ЗАДАНИЕ: Перепишите записи, начиная со строки с «of the turquoise» и до конца записей включительно, заменив «turquoise water» на «clear water». Всё остальное оставьте без изменений.
▬▬▬▬▬▬▬▬▬▬
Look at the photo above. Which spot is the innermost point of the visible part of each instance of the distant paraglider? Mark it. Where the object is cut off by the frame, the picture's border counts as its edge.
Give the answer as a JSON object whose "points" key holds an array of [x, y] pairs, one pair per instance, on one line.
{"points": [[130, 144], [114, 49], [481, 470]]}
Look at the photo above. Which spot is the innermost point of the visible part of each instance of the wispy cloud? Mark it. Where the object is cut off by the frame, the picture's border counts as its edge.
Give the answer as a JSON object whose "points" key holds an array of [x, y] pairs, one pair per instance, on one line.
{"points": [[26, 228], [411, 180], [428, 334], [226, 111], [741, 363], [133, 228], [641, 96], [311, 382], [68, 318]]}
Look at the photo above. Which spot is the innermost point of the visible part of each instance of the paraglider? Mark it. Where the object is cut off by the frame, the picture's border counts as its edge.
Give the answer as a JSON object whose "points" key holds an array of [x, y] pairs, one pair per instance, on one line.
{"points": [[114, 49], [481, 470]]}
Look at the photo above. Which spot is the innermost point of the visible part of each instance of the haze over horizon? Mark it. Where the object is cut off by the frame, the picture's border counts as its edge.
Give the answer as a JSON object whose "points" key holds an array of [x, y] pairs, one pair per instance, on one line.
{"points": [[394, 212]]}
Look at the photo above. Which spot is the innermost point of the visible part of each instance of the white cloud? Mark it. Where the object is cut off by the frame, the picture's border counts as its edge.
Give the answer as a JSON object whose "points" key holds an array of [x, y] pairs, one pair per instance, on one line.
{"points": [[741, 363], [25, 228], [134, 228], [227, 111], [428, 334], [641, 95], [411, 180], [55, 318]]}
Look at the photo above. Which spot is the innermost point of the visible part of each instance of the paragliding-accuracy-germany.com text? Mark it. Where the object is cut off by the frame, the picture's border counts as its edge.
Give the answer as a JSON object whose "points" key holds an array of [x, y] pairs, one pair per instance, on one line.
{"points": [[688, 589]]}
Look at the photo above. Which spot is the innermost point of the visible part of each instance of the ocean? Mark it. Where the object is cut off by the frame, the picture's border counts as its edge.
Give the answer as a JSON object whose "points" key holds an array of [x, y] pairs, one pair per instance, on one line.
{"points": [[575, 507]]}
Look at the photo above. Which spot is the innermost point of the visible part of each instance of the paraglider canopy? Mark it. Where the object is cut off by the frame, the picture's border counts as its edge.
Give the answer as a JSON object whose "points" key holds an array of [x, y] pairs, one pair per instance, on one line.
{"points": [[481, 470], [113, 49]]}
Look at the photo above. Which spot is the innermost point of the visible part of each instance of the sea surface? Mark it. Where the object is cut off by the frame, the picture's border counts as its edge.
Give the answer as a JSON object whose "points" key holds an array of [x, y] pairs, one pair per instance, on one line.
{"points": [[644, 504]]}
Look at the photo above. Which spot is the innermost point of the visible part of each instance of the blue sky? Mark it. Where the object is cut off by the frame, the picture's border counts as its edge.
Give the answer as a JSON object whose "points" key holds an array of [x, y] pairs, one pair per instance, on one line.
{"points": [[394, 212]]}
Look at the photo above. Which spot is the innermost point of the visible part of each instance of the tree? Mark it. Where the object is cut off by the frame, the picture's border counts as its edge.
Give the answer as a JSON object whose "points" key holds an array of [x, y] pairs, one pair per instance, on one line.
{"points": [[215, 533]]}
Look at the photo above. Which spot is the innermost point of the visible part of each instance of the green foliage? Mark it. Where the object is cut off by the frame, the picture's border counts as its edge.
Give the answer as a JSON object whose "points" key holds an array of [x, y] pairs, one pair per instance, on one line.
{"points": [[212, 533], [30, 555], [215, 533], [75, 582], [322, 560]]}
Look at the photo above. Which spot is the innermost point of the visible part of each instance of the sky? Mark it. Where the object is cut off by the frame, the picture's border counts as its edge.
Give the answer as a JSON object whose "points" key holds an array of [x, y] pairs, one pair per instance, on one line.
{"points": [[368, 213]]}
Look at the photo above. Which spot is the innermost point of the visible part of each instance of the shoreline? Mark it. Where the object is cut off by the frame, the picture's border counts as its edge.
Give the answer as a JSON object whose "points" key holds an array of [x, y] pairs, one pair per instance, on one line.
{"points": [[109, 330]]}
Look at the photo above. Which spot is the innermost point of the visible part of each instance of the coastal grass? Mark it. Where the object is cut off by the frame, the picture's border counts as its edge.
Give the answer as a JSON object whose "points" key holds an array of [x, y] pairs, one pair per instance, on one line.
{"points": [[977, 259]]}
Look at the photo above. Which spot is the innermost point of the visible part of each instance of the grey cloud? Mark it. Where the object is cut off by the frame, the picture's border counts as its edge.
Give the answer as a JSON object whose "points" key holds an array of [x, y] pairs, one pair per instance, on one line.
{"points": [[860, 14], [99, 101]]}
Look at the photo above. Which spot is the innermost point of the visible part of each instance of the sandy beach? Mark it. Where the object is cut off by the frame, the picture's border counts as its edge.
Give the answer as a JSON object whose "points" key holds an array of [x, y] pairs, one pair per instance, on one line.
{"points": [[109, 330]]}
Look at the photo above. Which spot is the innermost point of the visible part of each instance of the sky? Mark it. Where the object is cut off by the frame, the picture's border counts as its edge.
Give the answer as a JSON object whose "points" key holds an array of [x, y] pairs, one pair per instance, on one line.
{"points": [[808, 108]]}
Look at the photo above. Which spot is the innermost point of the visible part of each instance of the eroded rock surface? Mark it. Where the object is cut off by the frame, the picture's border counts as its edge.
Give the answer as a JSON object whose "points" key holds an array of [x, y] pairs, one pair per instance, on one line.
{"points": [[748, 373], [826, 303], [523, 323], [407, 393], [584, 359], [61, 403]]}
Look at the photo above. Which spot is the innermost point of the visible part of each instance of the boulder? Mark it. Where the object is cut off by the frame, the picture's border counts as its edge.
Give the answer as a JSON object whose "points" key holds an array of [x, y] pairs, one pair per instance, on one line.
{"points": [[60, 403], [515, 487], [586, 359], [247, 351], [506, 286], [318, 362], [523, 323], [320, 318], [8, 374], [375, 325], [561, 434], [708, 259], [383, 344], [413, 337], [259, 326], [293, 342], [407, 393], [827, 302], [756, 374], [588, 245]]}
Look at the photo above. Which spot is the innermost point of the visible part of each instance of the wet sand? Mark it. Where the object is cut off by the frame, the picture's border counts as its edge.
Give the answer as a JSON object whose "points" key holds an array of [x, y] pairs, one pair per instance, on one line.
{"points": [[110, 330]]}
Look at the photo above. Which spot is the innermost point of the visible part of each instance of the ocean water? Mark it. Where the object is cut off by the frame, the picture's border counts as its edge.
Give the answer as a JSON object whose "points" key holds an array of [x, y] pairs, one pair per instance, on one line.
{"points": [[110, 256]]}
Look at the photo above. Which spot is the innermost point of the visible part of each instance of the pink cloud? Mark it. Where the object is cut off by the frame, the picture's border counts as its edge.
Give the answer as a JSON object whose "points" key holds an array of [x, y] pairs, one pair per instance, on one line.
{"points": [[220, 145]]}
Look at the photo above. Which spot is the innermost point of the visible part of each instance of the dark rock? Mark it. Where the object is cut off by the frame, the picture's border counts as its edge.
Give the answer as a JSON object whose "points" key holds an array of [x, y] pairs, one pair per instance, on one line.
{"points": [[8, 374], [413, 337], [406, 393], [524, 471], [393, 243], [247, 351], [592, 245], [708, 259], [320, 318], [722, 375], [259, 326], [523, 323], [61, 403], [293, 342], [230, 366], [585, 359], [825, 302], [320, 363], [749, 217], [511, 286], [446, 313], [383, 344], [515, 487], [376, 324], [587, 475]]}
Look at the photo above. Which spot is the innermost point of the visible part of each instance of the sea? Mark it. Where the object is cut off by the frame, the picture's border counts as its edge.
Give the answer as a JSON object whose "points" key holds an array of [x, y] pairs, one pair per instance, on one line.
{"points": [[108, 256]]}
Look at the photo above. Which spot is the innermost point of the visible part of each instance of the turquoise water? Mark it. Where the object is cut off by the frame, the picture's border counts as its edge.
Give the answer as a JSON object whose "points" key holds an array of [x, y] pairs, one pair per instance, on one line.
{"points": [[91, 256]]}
▬▬▬▬▬▬▬▬▬▬
РЕШЕНИЕ ЗАДАЧИ:
Look at the photo above. Which spot is the innermost point of the visible part of each instance of the clear water? Mark it. Where the object is cut off by the frame, the picture's border counts as its edge.
Give the answer as a JSON object whose "points" key holds an array of [x, y] pairs, one pair per instance, on one line.
{"points": [[91, 256]]}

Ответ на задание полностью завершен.